_GOAL:_ Copy out every line of the listing below from the line with "of man's face visible in the image above." up to and including the line with "[308,321,349,353]". In the answers, multiply each coordinate by 0.75 and round it to a whole number, rounding halves up.

A block of data:
---

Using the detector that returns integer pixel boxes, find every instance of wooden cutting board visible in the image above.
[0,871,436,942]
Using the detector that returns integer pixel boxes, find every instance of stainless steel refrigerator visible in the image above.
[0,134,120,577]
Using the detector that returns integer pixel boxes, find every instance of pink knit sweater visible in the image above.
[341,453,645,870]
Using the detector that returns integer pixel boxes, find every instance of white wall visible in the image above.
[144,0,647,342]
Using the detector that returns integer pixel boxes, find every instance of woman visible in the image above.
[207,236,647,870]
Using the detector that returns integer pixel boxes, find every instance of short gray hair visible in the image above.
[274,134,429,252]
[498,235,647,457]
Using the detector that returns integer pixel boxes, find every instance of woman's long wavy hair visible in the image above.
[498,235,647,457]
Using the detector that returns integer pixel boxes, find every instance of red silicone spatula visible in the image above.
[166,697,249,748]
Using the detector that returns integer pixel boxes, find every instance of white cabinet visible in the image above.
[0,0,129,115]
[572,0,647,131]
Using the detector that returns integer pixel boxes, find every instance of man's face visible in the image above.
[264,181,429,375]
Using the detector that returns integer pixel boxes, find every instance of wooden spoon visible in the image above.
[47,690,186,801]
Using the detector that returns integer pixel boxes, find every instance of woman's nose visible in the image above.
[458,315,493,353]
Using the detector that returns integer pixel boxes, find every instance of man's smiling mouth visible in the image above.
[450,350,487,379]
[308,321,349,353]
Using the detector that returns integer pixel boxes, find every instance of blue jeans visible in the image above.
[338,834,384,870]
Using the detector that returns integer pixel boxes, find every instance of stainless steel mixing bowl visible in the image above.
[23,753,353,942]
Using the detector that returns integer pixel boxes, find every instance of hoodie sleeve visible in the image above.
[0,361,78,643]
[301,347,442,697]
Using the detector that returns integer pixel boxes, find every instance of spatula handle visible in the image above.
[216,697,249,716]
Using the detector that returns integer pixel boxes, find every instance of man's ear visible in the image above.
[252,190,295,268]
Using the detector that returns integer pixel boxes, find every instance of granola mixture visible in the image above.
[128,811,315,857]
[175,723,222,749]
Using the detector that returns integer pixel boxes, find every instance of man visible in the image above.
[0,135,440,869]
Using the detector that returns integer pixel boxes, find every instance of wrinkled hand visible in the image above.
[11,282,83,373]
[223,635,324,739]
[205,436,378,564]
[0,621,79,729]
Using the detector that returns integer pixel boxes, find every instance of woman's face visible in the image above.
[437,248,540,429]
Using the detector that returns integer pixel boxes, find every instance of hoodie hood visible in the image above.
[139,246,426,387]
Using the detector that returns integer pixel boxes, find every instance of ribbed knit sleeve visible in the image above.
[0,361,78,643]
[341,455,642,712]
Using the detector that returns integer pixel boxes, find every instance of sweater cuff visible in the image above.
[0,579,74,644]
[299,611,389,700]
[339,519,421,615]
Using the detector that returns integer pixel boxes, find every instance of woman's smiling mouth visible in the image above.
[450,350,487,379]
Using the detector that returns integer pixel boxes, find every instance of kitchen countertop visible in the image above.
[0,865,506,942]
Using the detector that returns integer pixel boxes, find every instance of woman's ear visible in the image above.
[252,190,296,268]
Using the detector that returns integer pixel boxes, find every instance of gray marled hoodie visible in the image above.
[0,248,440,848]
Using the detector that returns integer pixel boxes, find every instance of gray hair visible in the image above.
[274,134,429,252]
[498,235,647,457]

---

_EXPECTED ANSWER:_
Using the detector that returns integer pixel boxes, find every instance of man's face visible in the image above.
[198,136,322,281]
Using the detector that returns integer pixel boxes, find every instance of wooden spoon visible in the image above.
[35,518,140,601]
Using the detector that returns integer pixel boxes, find every instance of woman's nose visible in the image above.
[344,236,370,265]
Using the detector that returns integer pixel boxes, find every instance of man's smiling mouth visible in the image above.
[338,263,365,284]
[231,241,262,265]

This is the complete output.